CHECK YOUR UNDERSTANDING ▸
1. Edit the profile of Marie: write it out starting with "She attended Bethany" and going on through "computer at three.", putting "preschool" in place of "kindergarten".
2. Using the profile of Marie, answer these:
(a) In what year did Marie graduate from Bethany Bible College?
(b) How old was Diane when she was diagnosed with Asperger's?
(c) Where did the Downey family move after Russ was through with the military?

EXCERPTED PASSAGE ▸
—————
She and her father were on their own. She would get up at six before school to turn on the grill, rush home after class and work at the restaurant until 10. Unable to maintain the business by themselves, they sold it two years later and moved into a trailer.
“It was crowded, and hard on my dad.”
“I was home alone all the time,” she says. She would turn on the TV and watch M.A.S.H because she “wanted a voice.”
Marie got involved in theatre in Grade 9. It became an escape. Her other escape was church. At 16, she attended a friend’s birthday party and met kids from a youth group. Soon after, she started attending church regularly, although it was a 45-minute drive from her home in Picton, Ont.
“A couple of times I had to sleep at the church.”
She attended Bethany Bible College and graduated in 1986, knowing that God wanted her to be a pastor.
“I was the only female who graduated in my ministerial class of 200 people…that’s how clear it was.”
Marie met her husband, Russ, while attending Bethany; they got married three years later.
A year later, they had Diane.
Marie’s daughter, Diane, was diagnosed with Asperger’s when she was 14.
“She was really, really hyper, way too active for a girl.”
Diane always had trouble with social relationships. There were times when Marie could not understand why her child did not have any friends.
Now 25 and living at home, Diane tested genius level as a child before entering kindergarten. She programmed their Commodore 64 computer at three.
“She taught the teacher how to use the computer.”
For the first six years of Diane’s life, Russ was away in the U.S. army, leaving her to raise their child. He served in the Persian Gulf War.
“That was scary…he would come home and leave for weeks at a time.”
After Russ was through with the military, the Downey family moved to Beaverdam, N.B, where she had her boys 1996.
Andy and Michael were both diagnosed with autism.
“Andy broke my wrist before. He was three,” says Diane.
Andy will only eat three fruits and vegetables; raw broccoli, baby carrot sticks and granny smith apples.
“And that’s it – and to make it even more fun, Mike’s a different apple and Diane’s a different apple.”
She says when the children were younger, she could not leave their side.
“Andy tried to escape from the house. The school lost him!”
Diane was bullied in her senior year and had to switch schools.
One of the hardest things Marie has to deal with are “meltdowns.” When children with autism lose control, there’s nothing you can do.
Marie says you can’t touch them or hug them, and that “language completely evaporates.”
Each child melts down differently.
“Andy just resorts to screaming…the more you try to help, the worst you can make it.”
“She [Diane] throws furniture, all my kids do.”
Marie says she clears out and tell them she loves them.
—————
EXCERPTED DATA ▸
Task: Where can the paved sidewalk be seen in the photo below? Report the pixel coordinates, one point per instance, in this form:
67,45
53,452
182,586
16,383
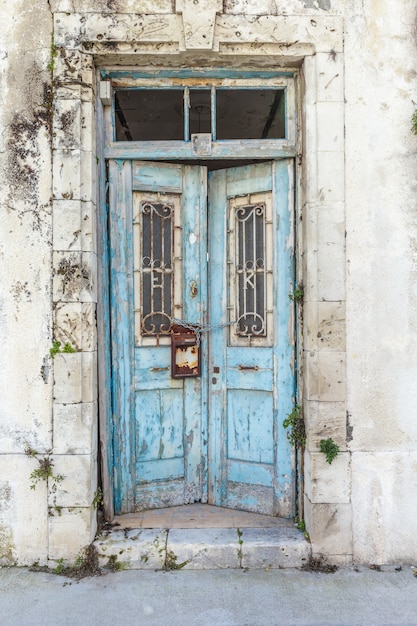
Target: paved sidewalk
210,598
—————
SOLUTIONS BY TASK ▸
1.
She attended Bethany Bible College and graduated in 1986, knowing that God wanted her to be a pastor.
“I was the only female who graduated in my ministerial class of 200 people…that’s how clear it was.”
Marie met her husband, Russ, while attending Bethany; they got married three years later.
A year later, they had Diane.
Marie’s daughter, Diane, was diagnosed with Asperger’s when she was 14.
“She was really, really hyper, way too active for a girl.”
Diane always had trouble with social relationships. There were times when Marie could not understand why her child did not have any friends.
Now 25 and living at home, Diane tested genius level as a child before entering preschool. She programmed their Commodore 64 computer at three.

2.
(a) 1986
(b) 14
(c) Beaverdam, N.B.